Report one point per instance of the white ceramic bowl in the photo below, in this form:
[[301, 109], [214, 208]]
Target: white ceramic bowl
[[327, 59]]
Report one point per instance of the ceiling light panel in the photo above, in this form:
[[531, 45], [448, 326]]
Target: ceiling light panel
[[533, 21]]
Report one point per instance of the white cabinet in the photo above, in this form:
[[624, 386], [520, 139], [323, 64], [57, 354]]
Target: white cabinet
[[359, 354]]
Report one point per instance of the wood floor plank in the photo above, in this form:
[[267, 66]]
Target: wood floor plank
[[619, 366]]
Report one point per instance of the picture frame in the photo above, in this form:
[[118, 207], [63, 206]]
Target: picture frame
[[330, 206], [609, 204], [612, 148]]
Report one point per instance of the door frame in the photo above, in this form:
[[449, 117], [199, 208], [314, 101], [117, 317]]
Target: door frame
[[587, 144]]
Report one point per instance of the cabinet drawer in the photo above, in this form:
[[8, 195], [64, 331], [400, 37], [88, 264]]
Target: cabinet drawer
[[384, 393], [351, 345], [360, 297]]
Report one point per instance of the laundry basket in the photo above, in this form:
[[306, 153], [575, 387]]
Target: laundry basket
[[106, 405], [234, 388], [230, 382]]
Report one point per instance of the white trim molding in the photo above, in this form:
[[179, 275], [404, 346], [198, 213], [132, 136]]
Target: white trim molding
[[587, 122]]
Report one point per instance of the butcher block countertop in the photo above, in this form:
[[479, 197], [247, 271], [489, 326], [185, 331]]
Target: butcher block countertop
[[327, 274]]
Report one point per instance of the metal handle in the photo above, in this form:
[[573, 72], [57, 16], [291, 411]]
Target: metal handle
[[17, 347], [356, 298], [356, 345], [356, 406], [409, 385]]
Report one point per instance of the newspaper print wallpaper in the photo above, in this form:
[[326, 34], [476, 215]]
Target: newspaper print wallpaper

□ □ □ □

# What is asked
Reproduce every one of the lines above verbatim, from the first to the last.

# Problem solution
Report one point per instance of the white ceramic bowl in the photo below, in this form:
[[301, 109], [214, 208]]
Target: white ceramic bowl
[[327, 59]]
Report one point per instance of the ceiling light panel in the photo above, in this form:
[[531, 45], [448, 326]]
Target: ceiling light panel
[[533, 21]]
Report one point per instance of the white cabinet in the photo above, in this form:
[[624, 386], [520, 139], [323, 64], [57, 354]]
Target: white cabinet
[[359, 354]]
Report one point per instance of the wood floor plank in the photo above, in this form:
[[267, 66]]
Target: wood floor plank
[[619, 366]]
Report one point per instance of the picture frame in the photo above, in this form:
[[118, 207], [63, 206]]
Target: picture frame
[[330, 206], [609, 204], [612, 148]]
Report one point per instance of the door frame in the photo above, in this form:
[[449, 117], [199, 208], [314, 101], [117, 317]]
Target: door frame
[[587, 144]]
Report one point per instance of the cabinet drawer in the photo above, in this form:
[[8, 195], [64, 331], [400, 37], [88, 264]]
Target: cabinet drawer
[[384, 393], [351, 345], [360, 297]]
Report one point per instance of the laundry basket in the photo above, in this form:
[[306, 153], [575, 387]]
Target: laundry basket
[[106, 405], [234, 388], [230, 382]]
Report one point per instance of the white trim molding in the photo above, in this form:
[[179, 275], [404, 346], [198, 213], [132, 136]]
Target: white trim molding
[[587, 122]]
Report one point per instance of the butcher block countertop in the photo above, in this form:
[[479, 197], [247, 271], [489, 326], [185, 331]]
Target: butcher block countertop
[[327, 274]]
Report one point per instance of the metal handle in the photo above, in this form:
[[573, 72], [57, 16], [291, 411]]
Target: metal handle
[[17, 347], [356, 298], [356, 345], [356, 406], [409, 385]]
Report one point per instance of the newspaper print wallpaper in the photo above, in this form:
[[326, 34], [476, 215]]
Target: newspaper print wallpaper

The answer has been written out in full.